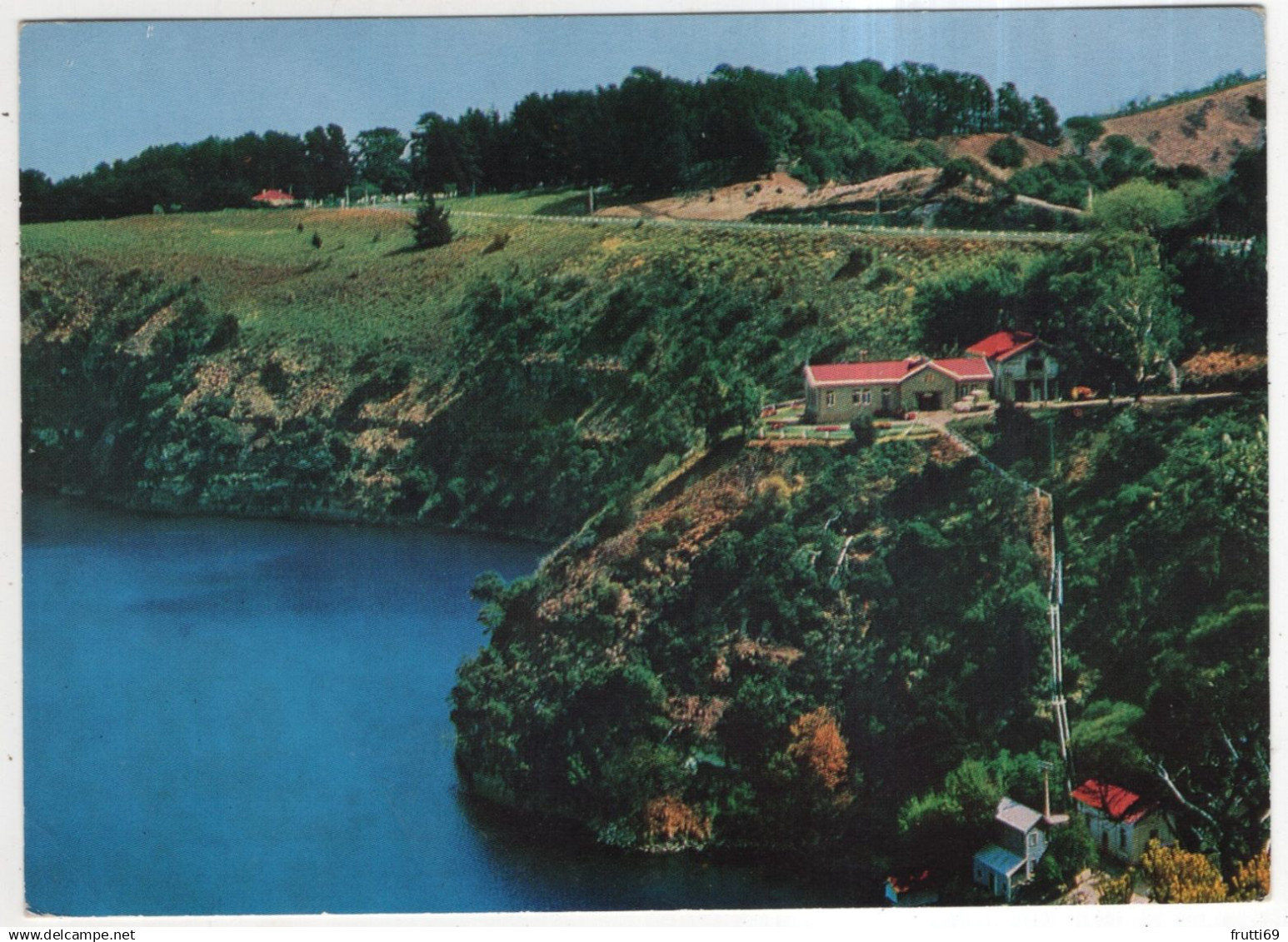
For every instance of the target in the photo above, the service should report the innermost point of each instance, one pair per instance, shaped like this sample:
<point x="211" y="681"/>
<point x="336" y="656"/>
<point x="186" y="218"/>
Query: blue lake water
<point x="250" y="717"/>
※
SHORT EXERCISE ->
Render every line of the entries above as a JSON list of strings, one string per line, skipping blank lines and leaving out the pictures.

WRITTEN SOLUTION ->
[
  "For every instance of the target in the photo above, the service should report the innermost point of each instance, one pair per instance, shaped like this sample:",
  "<point x=\"211\" y=\"681\"/>",
  "<point x=\"336\" y=\"656\"/>",
  "<point x=\"186\" y=\"218\"/>",
  "Query: blue lake water",
  "<point x=\"250\" y=\"717\"/>"
]